» Task 1:
Decide whether each statement below agrees with the passage on lead in the Arctic Ocean. For each, answer yes or no and quote the words of the passage that settle it. (a) The Arctic haze period falls in winter and spring. (b) The study of Pb in abyssal sediments found anthropogenic Pb in the western but not the eastern Arctic Ocean. (c) Waters reaching the eastern Arctic Ocean pass through the Fram Strait and undergo less scavenging.
··· Passage ···
Although the Arctic is very remote, anthropogenic Pb from the midlatitude regions reaches the Arctic via atmospheric transport, as evidenced in aerosols (9, 10), snow (11, 12), and ice cores (11, 13, 14). This influx is particularly high during the Arctic haze period (winter and spring) when pollution from Europe and Russia (Eurasia) reaches the Arctic atmosphere (15). Anthropogenic Pb from aerosols can become incorporated in the Arctic Ocean through wet and dry deposition of aerosols (16), resuspension from coasts and shelves, river input, and sea ice melting. However, to date, the atmospheric pathway, which is dominated by anthropogenic Pb (1), is not considered a major source of dPb to the western Arctic Ocean (refer to Fig. 1A for the Arctic map). Based on a few proxy measurements from Arctic lake sediments (17), abyssal sediments (18), and Fe–Mn crusts (19) in the western Arctic, major contributions of anthropogenic Pb were not found, and therefore, the contribution of dPb from atmospheric deposition was not considered to be a major source. Abyssal sediments and Fe–Mn crusts in the ocean along with lake sediments are used as proxies to assess the presence of dPb in the water column, because Pb is particle reactive and is readily incorporated in these materials (18, 20). In particular, a study (18) on Pb in abyssal sediments in the Arctic Ocean found evidence of anthropogenic Pb in the abyssal sediments of the eastern but not the western Arctic Ocean. The authors attributed this difference to how Pb is scavenged from Atlantic waters entering the Arctic Ocean. Waters reaching the western Arctic Ocean mainly pass through the highly productive and particle-rich Barents Sea, allowing dPb to be largely scavenged, while waters reaching the eastern Arctic Ocean pass through the Fram Strait and undergo less scavenging (18). With what is assumed to be a limited contribution from anthropogenic Pb, it is thought that dPb in the western Arctic seawater would likely be predominantly natural Pb from coastal and riverine inputs. However, to date, no study has clearly assessed the relative importance of anthropogenic and natural Pb sources directly in Arctic Ocean seawater.
···
» Task 2:
Report every line of the listing below that contains the string "girl". Case counts.
··· Entries shown ···
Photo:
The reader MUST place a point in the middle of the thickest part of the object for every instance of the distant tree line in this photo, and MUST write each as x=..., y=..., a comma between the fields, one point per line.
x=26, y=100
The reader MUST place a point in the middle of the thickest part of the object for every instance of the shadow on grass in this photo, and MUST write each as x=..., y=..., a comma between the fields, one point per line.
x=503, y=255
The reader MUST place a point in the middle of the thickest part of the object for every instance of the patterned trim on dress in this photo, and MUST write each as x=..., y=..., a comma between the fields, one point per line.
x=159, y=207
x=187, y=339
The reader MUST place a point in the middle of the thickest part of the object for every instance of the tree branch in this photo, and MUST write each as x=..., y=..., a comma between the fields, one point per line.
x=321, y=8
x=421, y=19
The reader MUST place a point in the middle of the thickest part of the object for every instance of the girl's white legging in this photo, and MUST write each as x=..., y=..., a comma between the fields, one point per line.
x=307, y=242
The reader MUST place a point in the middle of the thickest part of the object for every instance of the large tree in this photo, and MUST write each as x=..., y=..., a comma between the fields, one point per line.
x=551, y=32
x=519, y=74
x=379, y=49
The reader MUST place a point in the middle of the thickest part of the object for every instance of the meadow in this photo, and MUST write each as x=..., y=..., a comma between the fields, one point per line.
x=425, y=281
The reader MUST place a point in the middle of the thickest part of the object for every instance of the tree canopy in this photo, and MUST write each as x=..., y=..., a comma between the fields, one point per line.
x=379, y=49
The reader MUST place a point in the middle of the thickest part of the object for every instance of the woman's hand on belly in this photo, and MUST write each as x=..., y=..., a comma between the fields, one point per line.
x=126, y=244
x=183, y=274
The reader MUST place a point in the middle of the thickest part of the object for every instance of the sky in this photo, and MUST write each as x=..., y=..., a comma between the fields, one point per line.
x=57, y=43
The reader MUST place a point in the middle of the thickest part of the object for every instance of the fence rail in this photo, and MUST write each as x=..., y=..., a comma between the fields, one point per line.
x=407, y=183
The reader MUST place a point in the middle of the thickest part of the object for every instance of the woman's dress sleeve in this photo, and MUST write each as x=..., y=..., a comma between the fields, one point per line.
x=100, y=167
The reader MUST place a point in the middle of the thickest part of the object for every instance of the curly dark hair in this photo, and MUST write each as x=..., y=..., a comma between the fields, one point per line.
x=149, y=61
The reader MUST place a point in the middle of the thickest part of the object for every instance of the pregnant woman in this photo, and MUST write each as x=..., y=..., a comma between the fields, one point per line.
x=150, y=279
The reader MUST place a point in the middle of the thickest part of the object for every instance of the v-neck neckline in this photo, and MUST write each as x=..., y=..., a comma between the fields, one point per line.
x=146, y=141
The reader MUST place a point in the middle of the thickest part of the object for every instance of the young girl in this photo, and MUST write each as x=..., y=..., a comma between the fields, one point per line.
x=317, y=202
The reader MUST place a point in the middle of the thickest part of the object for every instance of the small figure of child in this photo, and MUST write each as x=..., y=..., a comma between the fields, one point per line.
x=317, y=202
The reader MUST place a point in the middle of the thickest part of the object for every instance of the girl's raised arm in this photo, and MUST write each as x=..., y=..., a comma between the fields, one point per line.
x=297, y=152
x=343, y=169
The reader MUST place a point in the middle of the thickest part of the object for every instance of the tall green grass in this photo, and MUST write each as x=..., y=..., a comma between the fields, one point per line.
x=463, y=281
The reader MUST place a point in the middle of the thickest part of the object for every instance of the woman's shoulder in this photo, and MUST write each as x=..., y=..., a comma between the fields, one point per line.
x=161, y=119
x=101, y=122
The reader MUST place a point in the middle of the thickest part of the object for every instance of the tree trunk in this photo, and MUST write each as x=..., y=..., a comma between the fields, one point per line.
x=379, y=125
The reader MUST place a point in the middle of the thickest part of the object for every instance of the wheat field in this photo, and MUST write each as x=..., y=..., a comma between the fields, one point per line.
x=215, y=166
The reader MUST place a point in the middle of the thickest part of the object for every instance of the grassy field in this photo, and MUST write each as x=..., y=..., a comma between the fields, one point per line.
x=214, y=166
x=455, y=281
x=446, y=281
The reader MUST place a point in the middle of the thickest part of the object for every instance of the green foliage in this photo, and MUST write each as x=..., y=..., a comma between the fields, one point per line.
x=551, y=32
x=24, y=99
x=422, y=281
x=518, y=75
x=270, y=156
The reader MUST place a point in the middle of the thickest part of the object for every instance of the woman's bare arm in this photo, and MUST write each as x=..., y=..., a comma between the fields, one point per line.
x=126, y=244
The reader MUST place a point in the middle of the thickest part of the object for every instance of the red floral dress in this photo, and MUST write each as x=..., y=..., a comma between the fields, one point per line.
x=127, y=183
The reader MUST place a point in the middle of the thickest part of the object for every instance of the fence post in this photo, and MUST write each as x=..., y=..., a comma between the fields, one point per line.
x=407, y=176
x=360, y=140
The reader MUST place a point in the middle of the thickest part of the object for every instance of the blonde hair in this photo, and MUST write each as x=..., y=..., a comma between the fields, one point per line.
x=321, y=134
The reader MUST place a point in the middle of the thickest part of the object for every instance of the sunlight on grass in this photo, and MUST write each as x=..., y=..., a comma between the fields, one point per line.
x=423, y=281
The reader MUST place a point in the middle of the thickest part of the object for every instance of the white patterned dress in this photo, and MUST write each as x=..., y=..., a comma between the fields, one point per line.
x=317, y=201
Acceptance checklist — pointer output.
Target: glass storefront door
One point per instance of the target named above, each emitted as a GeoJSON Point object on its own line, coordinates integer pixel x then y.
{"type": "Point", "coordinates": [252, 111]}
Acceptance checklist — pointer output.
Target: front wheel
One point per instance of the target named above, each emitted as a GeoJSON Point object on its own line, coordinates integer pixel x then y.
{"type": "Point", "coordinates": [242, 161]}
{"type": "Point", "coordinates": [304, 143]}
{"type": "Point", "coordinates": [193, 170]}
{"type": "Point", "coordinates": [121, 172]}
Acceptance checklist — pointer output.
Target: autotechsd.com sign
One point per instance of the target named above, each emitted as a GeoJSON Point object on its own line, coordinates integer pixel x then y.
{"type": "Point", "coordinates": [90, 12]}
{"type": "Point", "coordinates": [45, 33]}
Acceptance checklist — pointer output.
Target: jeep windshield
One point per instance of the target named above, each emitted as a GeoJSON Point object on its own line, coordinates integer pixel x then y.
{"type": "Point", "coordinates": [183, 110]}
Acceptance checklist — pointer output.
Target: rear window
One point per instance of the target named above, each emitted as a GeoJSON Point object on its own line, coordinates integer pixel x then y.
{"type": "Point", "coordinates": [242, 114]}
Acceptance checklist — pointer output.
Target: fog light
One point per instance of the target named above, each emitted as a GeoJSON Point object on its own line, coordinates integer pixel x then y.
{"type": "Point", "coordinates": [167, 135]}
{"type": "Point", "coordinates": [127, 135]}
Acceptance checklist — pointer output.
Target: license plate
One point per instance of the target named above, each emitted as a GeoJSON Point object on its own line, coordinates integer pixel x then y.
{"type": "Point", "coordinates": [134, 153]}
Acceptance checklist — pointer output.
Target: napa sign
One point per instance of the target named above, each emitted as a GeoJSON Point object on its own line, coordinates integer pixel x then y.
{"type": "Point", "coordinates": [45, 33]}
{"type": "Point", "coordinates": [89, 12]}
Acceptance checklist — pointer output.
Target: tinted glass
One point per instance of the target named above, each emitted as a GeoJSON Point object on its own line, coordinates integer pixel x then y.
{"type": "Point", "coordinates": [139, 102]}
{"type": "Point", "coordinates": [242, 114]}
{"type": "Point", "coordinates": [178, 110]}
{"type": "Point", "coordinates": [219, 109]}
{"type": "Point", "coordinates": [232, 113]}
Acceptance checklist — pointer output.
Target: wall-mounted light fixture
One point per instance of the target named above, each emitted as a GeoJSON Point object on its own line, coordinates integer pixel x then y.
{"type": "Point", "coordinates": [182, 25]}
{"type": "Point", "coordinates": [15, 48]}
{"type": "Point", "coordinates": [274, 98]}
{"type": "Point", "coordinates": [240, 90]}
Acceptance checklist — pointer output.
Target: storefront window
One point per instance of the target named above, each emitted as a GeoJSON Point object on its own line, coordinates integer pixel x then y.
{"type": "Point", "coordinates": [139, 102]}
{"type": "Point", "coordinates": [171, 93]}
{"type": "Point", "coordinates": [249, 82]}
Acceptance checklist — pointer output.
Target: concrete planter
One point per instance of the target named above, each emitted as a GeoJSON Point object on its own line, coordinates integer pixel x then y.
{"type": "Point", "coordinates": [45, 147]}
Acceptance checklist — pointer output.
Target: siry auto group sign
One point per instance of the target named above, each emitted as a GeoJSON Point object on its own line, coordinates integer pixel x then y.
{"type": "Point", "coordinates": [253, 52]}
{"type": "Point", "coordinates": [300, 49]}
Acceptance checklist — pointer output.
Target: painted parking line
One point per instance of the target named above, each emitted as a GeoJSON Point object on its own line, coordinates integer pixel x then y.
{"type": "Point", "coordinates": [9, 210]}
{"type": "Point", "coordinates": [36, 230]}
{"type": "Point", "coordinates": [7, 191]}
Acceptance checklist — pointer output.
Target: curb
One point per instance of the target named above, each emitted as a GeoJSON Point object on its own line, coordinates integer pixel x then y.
···
» Correct output 1:
(a) Yes: "during the Arctic haze period (winter and spring)"
(b) No: "found evidence of anthropogenic Pb in the abyssal sediments of the eastern but not the western Arctic Ocean"
(c) Yes: "waters reaching the eastern Arctic Ocean pass through the Fram Strait and undergo less scavenging"

» Correct output 2:
The reader MUST place a point in the middle of the thickest part of the object for every instance of the girl's white legging in this photo, and MUST write each as x=..., y=..., a comma between the fields, one point per line.
The reader MUST place a point in the middle of the thickest part of the object for every instance of the young girl in this photo, and MUST write each as x=..., y=..., a comma between the fields, one point per line.
The reader MUST place a point in the middle of the thickest part of the object for every instance of the girl's raised arm in this photo, and MUST write each as x=..., y=..., a comma between the fields, one point per line.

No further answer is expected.